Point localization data

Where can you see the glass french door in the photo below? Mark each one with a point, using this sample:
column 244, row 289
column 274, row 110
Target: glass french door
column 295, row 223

Task item:
Restate the data above in full, word for word.

Solution below:
Where can you see the glass french door in the photo below? Mark each one with a point, using this sample:
column 244, row 289
column 274, row 110
Target: glass french door
column 295, row 223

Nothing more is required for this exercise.